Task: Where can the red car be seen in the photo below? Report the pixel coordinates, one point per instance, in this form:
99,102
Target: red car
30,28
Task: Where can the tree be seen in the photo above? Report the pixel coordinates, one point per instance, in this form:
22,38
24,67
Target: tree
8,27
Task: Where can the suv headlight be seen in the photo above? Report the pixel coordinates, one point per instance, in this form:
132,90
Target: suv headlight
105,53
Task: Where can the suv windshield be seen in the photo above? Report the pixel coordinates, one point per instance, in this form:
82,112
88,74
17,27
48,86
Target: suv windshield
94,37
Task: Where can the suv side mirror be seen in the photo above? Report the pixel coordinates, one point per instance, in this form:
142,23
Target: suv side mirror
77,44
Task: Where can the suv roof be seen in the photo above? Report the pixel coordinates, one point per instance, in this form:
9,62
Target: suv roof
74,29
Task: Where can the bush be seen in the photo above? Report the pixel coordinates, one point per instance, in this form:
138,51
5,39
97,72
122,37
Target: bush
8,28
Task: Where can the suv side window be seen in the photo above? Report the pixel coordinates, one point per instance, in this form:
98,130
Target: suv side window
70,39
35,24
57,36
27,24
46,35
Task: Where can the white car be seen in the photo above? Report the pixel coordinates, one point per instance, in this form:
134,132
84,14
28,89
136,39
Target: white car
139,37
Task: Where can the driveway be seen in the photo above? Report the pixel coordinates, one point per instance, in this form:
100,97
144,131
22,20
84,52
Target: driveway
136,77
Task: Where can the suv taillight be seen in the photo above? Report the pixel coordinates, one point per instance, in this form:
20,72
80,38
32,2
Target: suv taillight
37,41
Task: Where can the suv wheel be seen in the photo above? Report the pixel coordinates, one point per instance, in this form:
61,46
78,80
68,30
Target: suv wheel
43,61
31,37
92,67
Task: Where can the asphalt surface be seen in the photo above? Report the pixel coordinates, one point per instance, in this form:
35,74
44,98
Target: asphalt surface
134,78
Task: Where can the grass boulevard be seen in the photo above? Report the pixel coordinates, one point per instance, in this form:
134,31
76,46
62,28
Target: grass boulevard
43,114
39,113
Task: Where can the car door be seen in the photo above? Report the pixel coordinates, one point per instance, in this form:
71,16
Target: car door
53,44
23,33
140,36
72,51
===============
## Given request
Copy exactly the lines of the listing above, beginning at the line with "Task: Where can the white" and ending at its final line; write out nothing else.

## Completed exercise
Task: Where can the white car be seen in the photo above? Report the pixel coordinates, one point per instance, in this form:
134,132
84,14
28,89
136,39
Target: white car
139,37
Task: Where can the driveway be seen in the photo above? Report the pixel coordinates, one point per instance, in this form:
100,97
144,131
22,20
84,52
Target: driveway
136,77
Task: Where can the suv taillight be seen in the photo above? Report the pixel coordinates, one point per instance, in this form:
20,72
80,38
32,2
Target: suv taillight
37,41
Task: Where can the suv wheel be seen in the photo above? Report the pixel coordinates, one point per instance, in this form:
61,46
78,80
68,30
Target: suv wheel
43,61
31,37
92,67
Task: Where can the asphalt surface be seen in the photo above? Report the pixel coordinates, one point per instance, in this form:
35,74
44,98
Target: asphalt surface
134,78
Task: Where can the grass boulevard be seen in the photo above? Report the pixel coordinates, one point per instance, in this form:
134,31
76,46
62,28
Target: grass boulevard
43,114
39,113
Task: Where can the car door be seen in the photo above? Report the pixel coordinates, one point per instance, in this form:
71,16
Target: car door
53,44
23,33
140,36
72,51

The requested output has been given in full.